:: Extract to read ::
Last night I participated in an open mic before a friend’s poetry reading. Normally I hate open mics, but I knew some of the poets who would be reading, and I knew they would be good. There were the additional, yet standard, overwriters and overexplainers. The most boring of the poets read a poem written by someone else, which was great. (PSA: Never read four poems at an open mic.)
When I got up to read, the moderator asked me if I had ever read here before. I said no, and I got supportive applause. This enthusiastic reception is common for well-run, friendly open mics. I smiled, but did not look relieved or nervous as first-time readers often do. This was not the first time I had read in front of a crowd, and I knew the poem was ready because my critical-in-a-good-way Spouse had not found anything to cut.
Later one of the other readers came over to say she liked my poem. I told her I liked hers (and I did).
“Have you been writing a long time?” she asked.
I thought briefly back to my MFA, which I got in 2003, and said simply, “Yes.”
This morning I am tired and cranky. I want to be further along than I am. I want a book of poetry. I want to complain. But really the only answer to this crankitude is to sit my ass down in my chair and write. I’ve submitted my chapbook three places in as many weeks. I’m negotiating with an editor to read my memoir.
Get off the fucking Internet and write. Wait, it’s now “internet.” Whatever it is, go and write.
Get up, let dogs out, check facebook, scowl into my coffee.
Hour 1. Decide to write. Open a document. Check Apartment Therapy for stupid cramped apartments I’d never want to live in. Go back to document. Toast a bagel.
Hour 2. Spend this hour looking for the best goddamned quote you’ve ever read on science and the South. Plan an entire blog post around it. Be unable to find quote even though you took notes and read half the book you thought it came from.
Hour 2 + 5 min. Curse your life.
Hour 3. Reread a chapter. Despair. Reread your notes. Despair. Make a few tiny edits to chapter 1. Vow to be a better person. But first, eat your leftover Thai food for Second Breakfasts.
:::
:: The data ::
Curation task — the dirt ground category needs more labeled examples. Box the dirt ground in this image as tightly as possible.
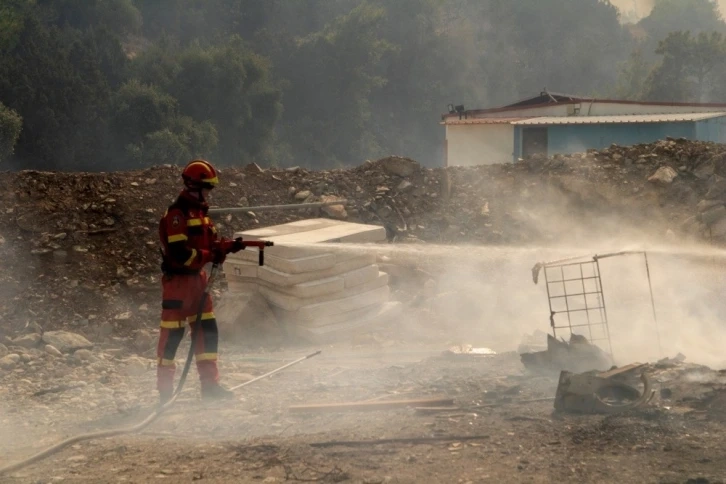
[0,345,726,484]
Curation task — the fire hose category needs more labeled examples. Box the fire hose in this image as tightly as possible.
[0,241,320,476]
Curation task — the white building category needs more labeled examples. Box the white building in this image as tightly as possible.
[441,92,726,166]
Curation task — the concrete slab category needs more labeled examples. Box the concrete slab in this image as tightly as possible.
[272,286,390,323]
[227,276,345,299]
[265,254,335,274]
[260,272,388,311]
[343,265,380,288]
[234,219,386,259]
[257,254,378,287]
[229,261,260,279]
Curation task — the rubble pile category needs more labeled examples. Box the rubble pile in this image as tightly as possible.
[0,139,726,340]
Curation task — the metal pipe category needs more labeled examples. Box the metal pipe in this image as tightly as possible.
[209,200,350,214]
[643,252,663,356]
[230,350,321,391]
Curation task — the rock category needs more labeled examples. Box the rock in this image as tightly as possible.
[13,333,40,348]
[44,345,63,356]
[706,175,726,200]
[244,163,265,173]
[378,156,420,177]
[0,353,20,370]
[42,331,93,353]
[134,329,155,353]
[320,195,348,220]
[98,321,113,338]
[73,350,93,361]
[693,162,716,180]
[701,205,726,225]
[396,180,413,192]
[123,356,148,376]
[648,166,678,185]
[696,200,723,213]
[295,190,313,200]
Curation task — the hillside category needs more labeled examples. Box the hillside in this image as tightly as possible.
[0,140,726,344]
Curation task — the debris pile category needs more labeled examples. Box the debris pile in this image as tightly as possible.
[520,333,613,372]
[0,140,726,340]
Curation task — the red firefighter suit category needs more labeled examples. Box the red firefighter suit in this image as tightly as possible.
[157,189,242,402]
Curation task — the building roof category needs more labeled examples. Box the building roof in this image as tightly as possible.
[441,91,726,124]
[511,112,726,126]
[441,116,530,125]
[503,91,590,108]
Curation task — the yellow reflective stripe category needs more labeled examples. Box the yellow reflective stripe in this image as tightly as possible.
[188,312,214,323]
[184,249,197,266]
[167,234,187,244]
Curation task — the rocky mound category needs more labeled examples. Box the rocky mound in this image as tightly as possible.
[0,140,726,346]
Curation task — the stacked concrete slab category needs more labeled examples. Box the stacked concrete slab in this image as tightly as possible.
[225,219,400,341]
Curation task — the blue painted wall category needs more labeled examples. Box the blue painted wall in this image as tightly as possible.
[696,117,726,143]
[514,116,726,161]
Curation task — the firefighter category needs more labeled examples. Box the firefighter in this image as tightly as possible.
[157,160,244,404]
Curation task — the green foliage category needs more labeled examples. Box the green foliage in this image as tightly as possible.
[280,2,392,166]
[111,80,219,166]
[0,103,23,162]
[644,32,726,102]
[129,36,282,164]
[0,0,726,170]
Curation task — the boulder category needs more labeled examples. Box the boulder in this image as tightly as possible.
[701,205,726,225]
[13,333,40,348]
[320,195,348,220]
[378,156,420,177]
[648,166,678,185]
[42,331,93,353]
[706,175,726,200]
[0,354,20,370]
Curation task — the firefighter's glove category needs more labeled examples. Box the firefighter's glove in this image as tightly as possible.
[212,247,227,265]
[227,237,245,254]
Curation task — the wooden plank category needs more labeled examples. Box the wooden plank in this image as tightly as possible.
[309,435,489,447]
[288,397,454,412]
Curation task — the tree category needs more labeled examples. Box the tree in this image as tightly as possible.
[0,103,23,162]
[169,36,282,163]
[34,0,142,37]
[278,2,392,167]
[0,16,116,169]
[481,0,630,100]
[644,32,726,102]
[111,80,218,167]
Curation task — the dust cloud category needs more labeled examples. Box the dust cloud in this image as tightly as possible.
[302,233,726,368]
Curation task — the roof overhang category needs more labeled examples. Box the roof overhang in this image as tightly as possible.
[510,111,726,126]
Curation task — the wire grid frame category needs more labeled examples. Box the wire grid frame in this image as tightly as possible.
[544,258,613,358]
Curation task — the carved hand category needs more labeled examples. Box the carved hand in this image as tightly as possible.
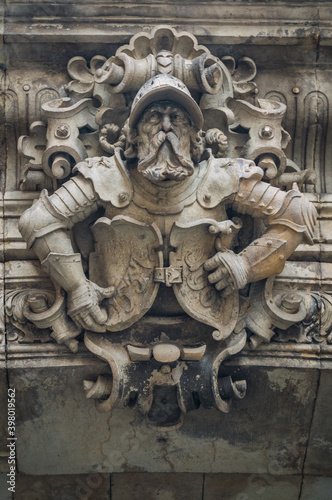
:::
= Exercise set =
1. Rewrite the essay on writing, covering everything from "Later one of" down to "Toast a bagel.", and replace "document" with "notebook".
2. Write the next part of the essay on writing, starting right after its last sentence.
The records come from a different source than the essay.

= Results of the exercise =
1.
Later one of the other readers came over to say she liked my poem. I told her I liked hers (and I did).
“Have you been writing a long time?” she asked.
I thought briefly back to my MFA, which I got in 2003, and said simply, “Yes.”
This morning I am tired and cranky. I want to be further along than I am. I want a book of poetry. I want to complain. But really the only answer to this crankitude is to sit my ass down in my chair and write. I’ve submitted my chapbook three places in as many weeks. I’m negotiating with an editor to read my memoir.
Get off the fucking Internet and write. Wait, it’s now “internet.” Whatever it is, go and write.
Get up, let dogs out, check facebook, scowl into my coffee.
Hour 1. Decide to write. Open a notebook. Check Apartment Therapy for stupid cramped apartments I’d never want to live in. Go back to notebook. Toast a bagel.

2.
Hour 4. Print out the chapter and lie on the couch. Make some changes you don’t hate. Go back to the computer and input said changes. Spend too long on facebook.
Hour 4.5. Despair. Write an email to a friend. Text a dumb pun to another friend (it’s her fault, she started it). Read 10 pages about whaling.
Hour 5. Go back to your fucking document and write something, you twit! You can’t blow off a day of editing just to read 10 pages about whaling. Stare at the screen. Move some things around. Remember a genius idea you had a few days ago. Write 250 words. Reread. Feel proud. This is why we write.
Try not to think about how it took you five hours to find something meaningful in your manuscript.
When I ask my spouse what I should write about, he says “me.”
When I ask my spouse whether I should start chapter 2 or freewrite some ideas to finish chapter 1, he says, “I don’t know.”
I can’t decide whether I should reread a memoir I didn’t like originally, but that is very close to my topic.
No one cares how my writing day went today. It was mostly research. I love archive.org.
Weeding is boring.
Normal people are boring.
It’s no fun to say, “I’m going to the woods,” without some smartass former English major (e.g., the man I married) saying, “in order to live deliberately?”
I started out my writing life as a poet. When I began this blog in May many years ago, I wasn’t even sure I could write to the right side of the page. But I was a freelance copyeditor and wanted to write about copyediting.
This was before my poetry buddy turned to me and said, “You know what?” When this person says, “You know what?” you know your poem if not your life is about to change.
“The stories you tell about [historical figure] is more interesting than your poems.”
Shit. OK Poet Friend, I will change my life. I will spend hours on this blog whining about how hard it was to form a narrative, to make things interesting, to incorporate what my nonfiction professor called the third voice in memoir, the place one inhabits in a certain location in time, that is, in history.
This leads me to a homegrown residency. I am in a rented attic, listening to the rain. It is our last full day here, and I’m trying to freewrite about why the historical character I am obsessed about is interesting to me. Why do I write about her? How does she fit in?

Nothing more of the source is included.